# start of Text excerpt
- Location: 55 Fraser Ave. Oromocto, New Brunswick, Canada 45°50′43″N 66°29′39″W﻿ / ﻿45.8454°N 66.4943°W

Information
- Established: 1950 (golf)
- Club type: Dedicated Ice
- Curling Canada region: New Brunswick Curling Association
- Sheets of ice: 4
- Rock colours: Red and Blue
- Website: gagecurling.com

= Gage Golf and Curling Club =

Golf and Curling Club in Oromocto, New Brunswick

The Gage Golf and Curling Club (French: Club de Golf et Curling Gage) is a golf and curling club located at CFB Gagetown in Oromocto, New Brunswick.

==History==
The golf club was built in 1950 and was designed by C. E. Robbie Robinson.

In 2016, the golf course was damaged when someone drove onto the course, leaving behind empty beer cans in the process.
# end of Text excerpt
- Short exercise -
Reproduce the whole text about the Gage Golf and Curling Club above word for word, with nothing left out or changed.
# start of Data extract
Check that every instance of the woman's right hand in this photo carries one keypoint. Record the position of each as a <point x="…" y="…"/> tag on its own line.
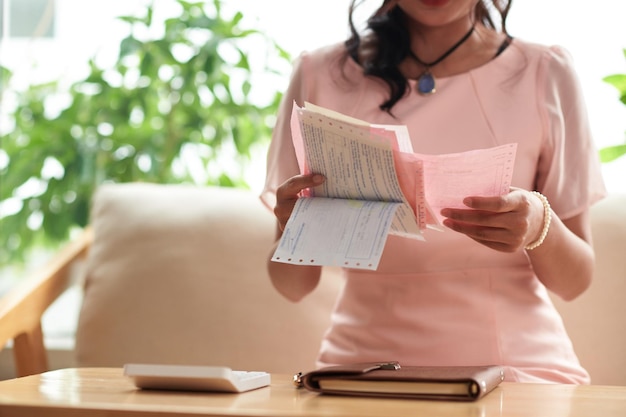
# end of Data extract
- Complete answer -
- Location: 55 Fraser Ave. Oromocto, New Brunswick, Canada 45°50′43″N 66°29′39″W﻿ / ﻿45.8454°N 66.4943°W

Information
- Established: 1950 (golf)
- Club type: Dedicated Ice
- Curling Canada region: New Brunswick Curling Association
- Sheets of ice: 4
- Rock colours: Red and Blue
- Website: gagecurling.com

= Gage Golf and Curling Club =

Golf and Curling Club in Oromocto, New Brunswick

The Gage Golf and Curling Club (French: Club de Golf et Curling Gage) is a golf and curling club located at CFB Gagetown in Oromocto, New Brunswick.

==History==
The golf club was built in 1950 and was designed by C. E. Robbie Robinson.

In 2016, the golf course was damaged when someone drove onto the course, leaving behind empty beer cans in the process.